Data shown >>
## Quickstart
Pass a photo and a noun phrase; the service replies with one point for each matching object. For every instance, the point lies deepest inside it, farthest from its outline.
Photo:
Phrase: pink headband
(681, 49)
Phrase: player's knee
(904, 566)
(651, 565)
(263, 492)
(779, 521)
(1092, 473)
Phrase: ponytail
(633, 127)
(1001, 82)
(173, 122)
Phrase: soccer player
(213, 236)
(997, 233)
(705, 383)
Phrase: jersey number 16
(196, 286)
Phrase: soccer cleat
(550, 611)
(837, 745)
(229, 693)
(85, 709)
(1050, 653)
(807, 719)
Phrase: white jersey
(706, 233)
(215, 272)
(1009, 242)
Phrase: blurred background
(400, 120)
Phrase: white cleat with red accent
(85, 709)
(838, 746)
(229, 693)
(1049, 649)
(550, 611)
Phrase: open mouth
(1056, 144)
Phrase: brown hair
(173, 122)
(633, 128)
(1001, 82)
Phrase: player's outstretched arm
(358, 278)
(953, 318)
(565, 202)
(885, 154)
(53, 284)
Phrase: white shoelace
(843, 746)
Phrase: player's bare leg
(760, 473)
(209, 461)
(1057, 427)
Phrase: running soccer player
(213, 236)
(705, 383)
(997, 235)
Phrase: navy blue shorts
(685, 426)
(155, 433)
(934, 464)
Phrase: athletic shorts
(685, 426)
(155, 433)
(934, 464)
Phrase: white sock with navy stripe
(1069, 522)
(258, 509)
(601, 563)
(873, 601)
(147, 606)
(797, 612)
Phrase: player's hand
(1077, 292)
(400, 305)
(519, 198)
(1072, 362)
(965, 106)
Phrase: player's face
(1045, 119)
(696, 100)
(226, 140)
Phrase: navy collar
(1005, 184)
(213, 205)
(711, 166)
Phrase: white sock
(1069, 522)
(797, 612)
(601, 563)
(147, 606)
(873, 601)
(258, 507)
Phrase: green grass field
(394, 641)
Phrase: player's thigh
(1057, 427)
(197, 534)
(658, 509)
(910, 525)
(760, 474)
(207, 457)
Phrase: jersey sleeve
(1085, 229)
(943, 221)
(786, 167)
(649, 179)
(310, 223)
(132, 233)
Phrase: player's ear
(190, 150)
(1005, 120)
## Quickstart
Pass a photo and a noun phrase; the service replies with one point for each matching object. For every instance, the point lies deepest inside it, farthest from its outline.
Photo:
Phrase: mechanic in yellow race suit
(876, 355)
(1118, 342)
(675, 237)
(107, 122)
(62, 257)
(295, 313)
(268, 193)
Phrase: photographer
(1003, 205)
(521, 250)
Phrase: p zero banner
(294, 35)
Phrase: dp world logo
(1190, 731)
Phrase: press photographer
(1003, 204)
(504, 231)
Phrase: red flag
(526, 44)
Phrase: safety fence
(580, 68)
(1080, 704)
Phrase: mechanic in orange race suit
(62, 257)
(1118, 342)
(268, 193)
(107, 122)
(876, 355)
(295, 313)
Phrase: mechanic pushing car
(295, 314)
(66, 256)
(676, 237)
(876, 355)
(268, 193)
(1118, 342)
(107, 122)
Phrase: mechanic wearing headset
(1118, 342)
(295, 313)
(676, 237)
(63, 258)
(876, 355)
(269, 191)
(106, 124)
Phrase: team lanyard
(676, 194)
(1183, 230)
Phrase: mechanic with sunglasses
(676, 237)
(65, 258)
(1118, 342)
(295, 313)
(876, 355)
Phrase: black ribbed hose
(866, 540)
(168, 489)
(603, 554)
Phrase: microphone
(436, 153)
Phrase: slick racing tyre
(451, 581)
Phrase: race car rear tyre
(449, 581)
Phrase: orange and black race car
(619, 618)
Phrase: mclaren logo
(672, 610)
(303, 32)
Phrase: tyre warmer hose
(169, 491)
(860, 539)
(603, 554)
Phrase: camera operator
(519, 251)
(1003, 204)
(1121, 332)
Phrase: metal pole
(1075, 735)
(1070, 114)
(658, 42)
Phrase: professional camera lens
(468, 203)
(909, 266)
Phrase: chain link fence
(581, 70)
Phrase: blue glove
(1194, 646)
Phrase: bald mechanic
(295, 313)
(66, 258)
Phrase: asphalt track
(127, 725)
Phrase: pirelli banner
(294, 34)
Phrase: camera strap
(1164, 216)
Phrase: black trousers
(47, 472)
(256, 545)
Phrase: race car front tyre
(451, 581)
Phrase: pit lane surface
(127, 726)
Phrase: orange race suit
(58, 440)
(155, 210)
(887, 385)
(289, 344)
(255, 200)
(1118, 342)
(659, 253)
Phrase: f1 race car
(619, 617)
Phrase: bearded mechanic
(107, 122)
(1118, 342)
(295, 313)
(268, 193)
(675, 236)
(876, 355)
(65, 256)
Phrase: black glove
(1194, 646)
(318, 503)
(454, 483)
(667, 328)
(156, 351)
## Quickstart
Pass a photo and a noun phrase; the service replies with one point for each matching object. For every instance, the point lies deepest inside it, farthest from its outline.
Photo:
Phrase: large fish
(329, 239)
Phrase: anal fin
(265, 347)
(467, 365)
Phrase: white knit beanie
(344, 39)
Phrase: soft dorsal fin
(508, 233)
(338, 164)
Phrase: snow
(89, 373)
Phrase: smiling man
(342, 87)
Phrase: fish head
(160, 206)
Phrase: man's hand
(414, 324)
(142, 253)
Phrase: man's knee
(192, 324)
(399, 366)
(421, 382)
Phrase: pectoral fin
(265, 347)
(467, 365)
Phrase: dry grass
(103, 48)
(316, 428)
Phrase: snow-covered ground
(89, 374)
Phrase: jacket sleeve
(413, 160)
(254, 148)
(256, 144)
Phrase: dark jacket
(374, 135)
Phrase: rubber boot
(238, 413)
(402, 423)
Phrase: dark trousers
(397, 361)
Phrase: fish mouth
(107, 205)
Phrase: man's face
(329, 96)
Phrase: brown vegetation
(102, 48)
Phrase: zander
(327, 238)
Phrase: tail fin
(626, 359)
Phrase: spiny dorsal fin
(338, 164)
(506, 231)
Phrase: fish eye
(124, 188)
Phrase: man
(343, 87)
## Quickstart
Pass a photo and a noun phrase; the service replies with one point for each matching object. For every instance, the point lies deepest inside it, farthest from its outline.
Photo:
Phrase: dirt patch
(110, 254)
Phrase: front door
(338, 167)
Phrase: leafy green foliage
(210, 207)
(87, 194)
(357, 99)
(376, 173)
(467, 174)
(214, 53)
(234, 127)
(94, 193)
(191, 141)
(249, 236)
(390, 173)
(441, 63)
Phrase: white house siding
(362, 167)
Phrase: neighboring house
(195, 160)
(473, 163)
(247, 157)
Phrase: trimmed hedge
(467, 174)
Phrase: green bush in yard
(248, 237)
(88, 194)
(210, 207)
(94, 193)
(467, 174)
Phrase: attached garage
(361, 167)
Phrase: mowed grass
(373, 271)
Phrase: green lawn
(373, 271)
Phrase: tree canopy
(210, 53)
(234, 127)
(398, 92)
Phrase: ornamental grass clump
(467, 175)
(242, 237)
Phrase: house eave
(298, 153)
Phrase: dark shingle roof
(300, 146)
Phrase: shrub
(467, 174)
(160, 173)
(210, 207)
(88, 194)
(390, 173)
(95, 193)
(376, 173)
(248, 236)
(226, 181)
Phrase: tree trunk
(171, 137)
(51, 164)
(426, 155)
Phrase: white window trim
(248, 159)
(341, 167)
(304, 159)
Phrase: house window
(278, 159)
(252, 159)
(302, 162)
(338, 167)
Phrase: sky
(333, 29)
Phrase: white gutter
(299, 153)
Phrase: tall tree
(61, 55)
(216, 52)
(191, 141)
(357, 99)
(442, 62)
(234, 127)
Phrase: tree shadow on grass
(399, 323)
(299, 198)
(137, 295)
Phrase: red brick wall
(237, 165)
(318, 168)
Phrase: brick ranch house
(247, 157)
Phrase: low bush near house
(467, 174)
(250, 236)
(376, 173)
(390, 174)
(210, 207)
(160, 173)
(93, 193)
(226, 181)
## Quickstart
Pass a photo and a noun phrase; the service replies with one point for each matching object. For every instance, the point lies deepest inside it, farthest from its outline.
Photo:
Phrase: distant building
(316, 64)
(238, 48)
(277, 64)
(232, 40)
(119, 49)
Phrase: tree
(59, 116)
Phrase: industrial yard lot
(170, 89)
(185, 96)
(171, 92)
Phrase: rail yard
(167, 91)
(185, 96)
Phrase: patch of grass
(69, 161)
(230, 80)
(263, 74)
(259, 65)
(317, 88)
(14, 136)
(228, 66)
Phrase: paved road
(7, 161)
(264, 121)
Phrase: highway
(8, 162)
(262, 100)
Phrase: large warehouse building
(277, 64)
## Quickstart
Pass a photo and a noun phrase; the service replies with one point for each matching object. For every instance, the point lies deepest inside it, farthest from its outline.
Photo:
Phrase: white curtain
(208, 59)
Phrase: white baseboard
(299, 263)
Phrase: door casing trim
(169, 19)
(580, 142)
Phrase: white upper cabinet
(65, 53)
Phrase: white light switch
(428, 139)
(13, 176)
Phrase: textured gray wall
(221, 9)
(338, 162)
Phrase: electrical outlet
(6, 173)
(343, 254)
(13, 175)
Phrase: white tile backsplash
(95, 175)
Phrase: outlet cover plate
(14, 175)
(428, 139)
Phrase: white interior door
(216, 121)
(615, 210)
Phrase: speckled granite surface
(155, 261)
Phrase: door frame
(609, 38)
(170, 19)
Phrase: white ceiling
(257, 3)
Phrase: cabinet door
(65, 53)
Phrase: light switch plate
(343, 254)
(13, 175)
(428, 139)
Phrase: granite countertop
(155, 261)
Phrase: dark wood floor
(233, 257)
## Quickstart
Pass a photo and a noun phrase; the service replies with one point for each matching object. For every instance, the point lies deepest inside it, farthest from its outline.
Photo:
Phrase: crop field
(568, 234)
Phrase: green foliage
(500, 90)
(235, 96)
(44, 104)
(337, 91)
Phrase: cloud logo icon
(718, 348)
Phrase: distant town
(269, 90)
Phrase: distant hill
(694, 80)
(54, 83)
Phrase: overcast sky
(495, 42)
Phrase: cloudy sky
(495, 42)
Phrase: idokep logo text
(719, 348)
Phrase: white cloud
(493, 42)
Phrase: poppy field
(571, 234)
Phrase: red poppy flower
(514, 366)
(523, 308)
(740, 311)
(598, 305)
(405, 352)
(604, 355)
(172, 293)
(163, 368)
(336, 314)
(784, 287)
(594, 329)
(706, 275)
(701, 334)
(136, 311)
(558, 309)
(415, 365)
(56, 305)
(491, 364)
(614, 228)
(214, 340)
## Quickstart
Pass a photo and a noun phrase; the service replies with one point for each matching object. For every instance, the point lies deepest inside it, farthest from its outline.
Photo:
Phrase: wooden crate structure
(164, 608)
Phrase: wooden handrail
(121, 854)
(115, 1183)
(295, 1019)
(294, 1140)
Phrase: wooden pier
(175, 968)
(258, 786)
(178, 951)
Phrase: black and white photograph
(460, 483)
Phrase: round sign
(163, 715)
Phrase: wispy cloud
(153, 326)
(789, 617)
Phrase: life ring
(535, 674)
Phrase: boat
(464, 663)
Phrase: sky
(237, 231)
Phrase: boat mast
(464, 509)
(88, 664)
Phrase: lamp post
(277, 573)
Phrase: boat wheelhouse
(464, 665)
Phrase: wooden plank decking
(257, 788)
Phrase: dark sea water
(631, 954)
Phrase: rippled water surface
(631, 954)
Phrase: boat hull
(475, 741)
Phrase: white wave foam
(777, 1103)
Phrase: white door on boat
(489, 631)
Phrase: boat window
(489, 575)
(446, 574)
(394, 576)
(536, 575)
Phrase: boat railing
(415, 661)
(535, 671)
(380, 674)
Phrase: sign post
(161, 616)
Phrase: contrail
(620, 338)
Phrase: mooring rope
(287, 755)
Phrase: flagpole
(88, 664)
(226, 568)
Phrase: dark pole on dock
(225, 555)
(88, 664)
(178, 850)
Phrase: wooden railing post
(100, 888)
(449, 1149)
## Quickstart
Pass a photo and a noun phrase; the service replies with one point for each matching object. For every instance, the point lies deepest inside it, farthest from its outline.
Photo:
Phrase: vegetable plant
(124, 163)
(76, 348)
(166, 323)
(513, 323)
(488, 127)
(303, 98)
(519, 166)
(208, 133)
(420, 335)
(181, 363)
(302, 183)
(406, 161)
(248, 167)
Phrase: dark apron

Instruction >> Transcribe only the trailing portion of the entries above: the line that contains "Phrase: rippled water surface" and each line after it.

Result for this task >>
Phrase: rippled water surface
(631, 954)
Phrase: boat hull
(475, 741)
Phrase: white wave foam
(777, 1103)
Phrase: white door on boat
(489, 631)
Phrase: boat window
(489, 575)
(446, 574)
(394, 576)
(536, 575)
Phrase: boat railing
(415, 661)
(535, 671)
(380, 674)
Phrase: sign post
(161, 616)
Phrase: contrail
(620, 338)
Phrase: mooring rope
(287, 755)
Phrase: flagpole
(88, 664)
(226, 568)
Phrase: dark pole on dock
(225, 555)
(88, 664)
(178, 850)
Phrase: wooden railing post
(100, 888)
(449, 1149)
## Quickstart
Pass a photo and a noun phrase; the service replies with one point for each matching object. For every instance, the point lies deepest inside it, farthest from its outline.
Photo:
Phrase: vegetable plant
(124, 163)
(76, 348)
(166, 323)
(513, 323)
(488, 127)
(303, 98)
(519, 166)
(208, 133)
(420, 335)
(181, 363)
(302, 183)
(406, 161)
(248, 167)
Phrase: dark apron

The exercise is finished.